#### Task requirements
Can you gather every line from the entries below that contains the word "tree" and copy each one out?

#### Extracted material
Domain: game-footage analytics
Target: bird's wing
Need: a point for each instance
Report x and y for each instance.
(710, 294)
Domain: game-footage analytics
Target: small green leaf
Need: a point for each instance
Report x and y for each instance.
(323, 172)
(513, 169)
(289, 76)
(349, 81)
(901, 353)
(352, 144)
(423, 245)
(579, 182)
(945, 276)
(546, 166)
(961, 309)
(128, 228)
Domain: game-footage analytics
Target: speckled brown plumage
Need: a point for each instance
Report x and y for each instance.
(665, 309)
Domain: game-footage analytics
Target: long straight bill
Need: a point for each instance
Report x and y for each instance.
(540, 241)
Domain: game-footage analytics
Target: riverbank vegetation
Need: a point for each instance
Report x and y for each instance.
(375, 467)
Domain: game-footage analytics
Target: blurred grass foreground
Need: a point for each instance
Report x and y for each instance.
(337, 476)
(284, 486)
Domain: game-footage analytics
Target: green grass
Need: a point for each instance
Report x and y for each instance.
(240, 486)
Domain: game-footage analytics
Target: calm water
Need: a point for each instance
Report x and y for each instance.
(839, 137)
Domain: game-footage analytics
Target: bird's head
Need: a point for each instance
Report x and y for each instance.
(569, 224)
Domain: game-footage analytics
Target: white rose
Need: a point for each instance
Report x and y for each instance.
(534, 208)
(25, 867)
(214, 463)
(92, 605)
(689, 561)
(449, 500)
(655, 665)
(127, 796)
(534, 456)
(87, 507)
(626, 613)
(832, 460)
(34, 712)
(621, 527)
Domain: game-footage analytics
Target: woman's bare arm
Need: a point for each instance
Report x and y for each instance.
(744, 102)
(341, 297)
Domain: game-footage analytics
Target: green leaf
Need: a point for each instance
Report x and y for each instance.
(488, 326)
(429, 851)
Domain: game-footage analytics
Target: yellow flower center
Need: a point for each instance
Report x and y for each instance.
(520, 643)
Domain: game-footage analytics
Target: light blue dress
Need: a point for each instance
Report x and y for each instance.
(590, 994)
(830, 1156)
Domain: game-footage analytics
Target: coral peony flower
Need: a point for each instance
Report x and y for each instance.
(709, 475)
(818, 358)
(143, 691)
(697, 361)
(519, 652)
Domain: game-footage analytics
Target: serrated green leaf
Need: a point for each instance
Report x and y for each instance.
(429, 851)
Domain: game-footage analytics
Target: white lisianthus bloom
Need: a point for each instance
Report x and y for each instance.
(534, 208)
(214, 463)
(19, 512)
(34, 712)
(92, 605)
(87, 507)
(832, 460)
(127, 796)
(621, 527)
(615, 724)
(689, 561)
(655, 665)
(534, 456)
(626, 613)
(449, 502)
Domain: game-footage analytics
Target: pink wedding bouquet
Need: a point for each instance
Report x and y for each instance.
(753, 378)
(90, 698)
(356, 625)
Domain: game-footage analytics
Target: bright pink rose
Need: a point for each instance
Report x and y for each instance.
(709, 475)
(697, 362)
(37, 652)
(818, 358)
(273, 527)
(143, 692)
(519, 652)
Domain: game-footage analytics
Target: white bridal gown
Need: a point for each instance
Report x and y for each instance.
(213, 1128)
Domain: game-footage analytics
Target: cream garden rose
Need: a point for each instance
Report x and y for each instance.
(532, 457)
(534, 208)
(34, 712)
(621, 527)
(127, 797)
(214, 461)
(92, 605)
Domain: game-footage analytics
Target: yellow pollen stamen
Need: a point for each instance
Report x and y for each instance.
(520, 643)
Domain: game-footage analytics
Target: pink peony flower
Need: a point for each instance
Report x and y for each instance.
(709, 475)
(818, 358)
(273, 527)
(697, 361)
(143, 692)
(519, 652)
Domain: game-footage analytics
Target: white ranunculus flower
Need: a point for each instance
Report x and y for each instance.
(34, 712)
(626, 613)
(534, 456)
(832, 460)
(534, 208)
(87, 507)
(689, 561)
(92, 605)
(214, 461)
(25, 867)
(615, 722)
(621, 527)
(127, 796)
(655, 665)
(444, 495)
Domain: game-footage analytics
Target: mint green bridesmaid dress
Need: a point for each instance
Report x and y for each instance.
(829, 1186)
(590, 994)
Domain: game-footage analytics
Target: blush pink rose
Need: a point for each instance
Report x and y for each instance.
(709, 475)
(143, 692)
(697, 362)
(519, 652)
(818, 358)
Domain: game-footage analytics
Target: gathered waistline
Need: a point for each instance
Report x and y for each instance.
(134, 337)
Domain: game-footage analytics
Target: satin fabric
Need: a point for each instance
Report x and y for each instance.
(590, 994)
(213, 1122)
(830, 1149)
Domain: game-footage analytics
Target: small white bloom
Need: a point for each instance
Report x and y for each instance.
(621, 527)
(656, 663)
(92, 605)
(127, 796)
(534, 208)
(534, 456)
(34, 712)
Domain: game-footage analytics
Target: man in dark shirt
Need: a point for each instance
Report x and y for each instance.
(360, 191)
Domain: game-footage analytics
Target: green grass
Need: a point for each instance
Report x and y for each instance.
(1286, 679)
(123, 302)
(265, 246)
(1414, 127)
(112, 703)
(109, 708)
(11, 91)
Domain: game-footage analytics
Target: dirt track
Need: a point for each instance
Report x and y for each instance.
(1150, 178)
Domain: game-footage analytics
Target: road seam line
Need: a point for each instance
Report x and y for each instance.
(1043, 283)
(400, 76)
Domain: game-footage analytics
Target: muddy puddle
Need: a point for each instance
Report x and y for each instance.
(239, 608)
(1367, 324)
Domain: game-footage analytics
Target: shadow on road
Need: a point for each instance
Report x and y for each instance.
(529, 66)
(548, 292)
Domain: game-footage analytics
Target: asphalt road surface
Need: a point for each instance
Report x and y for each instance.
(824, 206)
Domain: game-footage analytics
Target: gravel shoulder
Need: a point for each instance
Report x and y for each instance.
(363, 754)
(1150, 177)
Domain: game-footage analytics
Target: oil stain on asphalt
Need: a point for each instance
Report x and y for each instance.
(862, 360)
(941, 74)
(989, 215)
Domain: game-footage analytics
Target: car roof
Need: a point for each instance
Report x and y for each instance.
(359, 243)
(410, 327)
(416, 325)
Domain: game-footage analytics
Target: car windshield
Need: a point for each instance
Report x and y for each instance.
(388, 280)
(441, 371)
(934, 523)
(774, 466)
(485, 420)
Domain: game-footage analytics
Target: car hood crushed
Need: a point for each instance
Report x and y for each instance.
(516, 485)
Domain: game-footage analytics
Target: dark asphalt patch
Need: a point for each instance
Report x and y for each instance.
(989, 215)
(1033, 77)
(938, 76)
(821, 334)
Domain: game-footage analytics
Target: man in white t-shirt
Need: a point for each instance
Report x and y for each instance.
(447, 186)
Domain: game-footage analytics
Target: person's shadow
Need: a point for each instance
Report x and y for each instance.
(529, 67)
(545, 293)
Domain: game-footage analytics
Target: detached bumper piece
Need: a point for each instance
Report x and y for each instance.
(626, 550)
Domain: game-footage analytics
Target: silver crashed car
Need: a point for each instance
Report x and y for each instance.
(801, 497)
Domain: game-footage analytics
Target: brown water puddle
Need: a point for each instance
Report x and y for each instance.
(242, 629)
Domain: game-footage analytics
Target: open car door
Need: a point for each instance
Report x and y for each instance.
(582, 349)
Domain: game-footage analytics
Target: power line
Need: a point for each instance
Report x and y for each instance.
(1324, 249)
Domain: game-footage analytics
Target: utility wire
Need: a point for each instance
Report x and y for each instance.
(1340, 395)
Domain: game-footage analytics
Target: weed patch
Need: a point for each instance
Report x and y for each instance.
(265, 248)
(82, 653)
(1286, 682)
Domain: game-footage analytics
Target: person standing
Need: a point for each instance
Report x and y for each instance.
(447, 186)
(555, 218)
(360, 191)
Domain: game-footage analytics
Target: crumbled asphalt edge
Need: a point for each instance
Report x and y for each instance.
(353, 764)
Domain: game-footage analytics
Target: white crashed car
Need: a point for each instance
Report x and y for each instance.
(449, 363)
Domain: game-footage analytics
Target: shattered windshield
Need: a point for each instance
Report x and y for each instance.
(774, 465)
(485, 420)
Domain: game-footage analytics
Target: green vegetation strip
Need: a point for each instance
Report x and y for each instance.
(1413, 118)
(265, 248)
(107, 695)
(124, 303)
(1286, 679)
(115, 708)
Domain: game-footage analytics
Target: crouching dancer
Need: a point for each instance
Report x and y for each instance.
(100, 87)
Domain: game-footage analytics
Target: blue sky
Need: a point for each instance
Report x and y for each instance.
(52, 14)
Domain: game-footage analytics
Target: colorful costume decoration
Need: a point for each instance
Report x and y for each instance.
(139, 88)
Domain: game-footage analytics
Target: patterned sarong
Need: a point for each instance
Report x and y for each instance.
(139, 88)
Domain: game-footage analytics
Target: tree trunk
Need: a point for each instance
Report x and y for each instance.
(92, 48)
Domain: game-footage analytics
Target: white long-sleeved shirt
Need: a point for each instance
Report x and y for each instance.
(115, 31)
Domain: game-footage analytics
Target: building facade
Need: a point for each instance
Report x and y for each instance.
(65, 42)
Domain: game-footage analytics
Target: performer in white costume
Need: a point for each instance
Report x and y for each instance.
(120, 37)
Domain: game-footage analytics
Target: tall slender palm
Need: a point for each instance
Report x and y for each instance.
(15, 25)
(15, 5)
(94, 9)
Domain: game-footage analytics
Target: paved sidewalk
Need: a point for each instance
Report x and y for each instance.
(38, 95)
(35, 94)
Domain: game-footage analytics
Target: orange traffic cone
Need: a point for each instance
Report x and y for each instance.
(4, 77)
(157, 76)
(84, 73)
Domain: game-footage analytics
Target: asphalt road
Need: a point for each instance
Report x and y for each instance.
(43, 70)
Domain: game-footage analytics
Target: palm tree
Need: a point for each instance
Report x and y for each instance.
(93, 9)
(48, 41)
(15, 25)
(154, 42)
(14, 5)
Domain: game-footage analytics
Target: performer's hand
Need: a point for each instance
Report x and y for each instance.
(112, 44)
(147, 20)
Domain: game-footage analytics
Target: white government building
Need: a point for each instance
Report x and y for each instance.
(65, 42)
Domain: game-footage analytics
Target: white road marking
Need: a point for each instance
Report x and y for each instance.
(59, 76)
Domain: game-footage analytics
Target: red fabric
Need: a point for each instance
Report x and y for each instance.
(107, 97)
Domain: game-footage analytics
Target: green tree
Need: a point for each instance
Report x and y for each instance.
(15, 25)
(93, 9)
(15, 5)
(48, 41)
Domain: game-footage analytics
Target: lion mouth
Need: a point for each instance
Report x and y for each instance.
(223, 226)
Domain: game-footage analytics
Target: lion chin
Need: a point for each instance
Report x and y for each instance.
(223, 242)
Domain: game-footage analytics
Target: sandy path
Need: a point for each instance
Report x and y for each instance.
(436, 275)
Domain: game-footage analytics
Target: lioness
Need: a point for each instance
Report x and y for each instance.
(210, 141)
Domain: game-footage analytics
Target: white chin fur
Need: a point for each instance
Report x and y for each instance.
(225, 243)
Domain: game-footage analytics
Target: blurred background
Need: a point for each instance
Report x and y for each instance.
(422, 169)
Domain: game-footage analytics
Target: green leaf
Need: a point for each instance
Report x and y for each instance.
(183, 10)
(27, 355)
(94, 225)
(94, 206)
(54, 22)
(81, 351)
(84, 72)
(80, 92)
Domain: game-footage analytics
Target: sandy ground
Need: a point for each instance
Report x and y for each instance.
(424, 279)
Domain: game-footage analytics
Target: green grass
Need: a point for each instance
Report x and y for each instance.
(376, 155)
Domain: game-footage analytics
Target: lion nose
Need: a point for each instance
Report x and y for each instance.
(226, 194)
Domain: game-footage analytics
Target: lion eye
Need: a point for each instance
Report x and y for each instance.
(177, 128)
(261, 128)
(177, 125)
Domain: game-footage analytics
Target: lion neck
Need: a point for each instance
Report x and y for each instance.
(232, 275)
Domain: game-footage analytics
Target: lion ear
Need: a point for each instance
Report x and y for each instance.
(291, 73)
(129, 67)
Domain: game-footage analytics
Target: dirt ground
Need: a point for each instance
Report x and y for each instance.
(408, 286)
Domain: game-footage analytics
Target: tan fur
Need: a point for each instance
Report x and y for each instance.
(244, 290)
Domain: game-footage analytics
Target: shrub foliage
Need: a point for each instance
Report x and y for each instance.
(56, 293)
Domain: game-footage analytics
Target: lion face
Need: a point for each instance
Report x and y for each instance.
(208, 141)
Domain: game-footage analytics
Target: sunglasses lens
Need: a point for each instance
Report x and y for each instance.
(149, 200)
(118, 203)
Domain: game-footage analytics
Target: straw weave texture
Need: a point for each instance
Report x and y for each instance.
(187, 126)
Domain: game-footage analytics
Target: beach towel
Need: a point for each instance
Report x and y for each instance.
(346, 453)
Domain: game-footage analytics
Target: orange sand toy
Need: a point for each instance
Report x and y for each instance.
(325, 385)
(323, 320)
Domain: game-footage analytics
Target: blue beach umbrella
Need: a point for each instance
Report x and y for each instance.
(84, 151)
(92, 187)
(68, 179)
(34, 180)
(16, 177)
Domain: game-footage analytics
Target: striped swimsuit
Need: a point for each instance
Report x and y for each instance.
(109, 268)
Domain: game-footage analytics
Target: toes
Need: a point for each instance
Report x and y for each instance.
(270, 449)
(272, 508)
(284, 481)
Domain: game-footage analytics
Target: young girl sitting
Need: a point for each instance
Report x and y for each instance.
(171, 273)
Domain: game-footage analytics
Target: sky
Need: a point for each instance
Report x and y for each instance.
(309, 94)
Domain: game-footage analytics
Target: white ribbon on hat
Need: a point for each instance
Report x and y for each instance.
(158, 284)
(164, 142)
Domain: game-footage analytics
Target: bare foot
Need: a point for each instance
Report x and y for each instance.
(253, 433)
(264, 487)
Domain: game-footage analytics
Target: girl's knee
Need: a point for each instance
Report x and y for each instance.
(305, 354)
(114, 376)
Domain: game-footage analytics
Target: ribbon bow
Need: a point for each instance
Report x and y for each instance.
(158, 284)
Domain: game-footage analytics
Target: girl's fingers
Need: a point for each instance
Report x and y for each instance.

#### Correct result
Target: tree trunk
Target: palm tree
Target: green tree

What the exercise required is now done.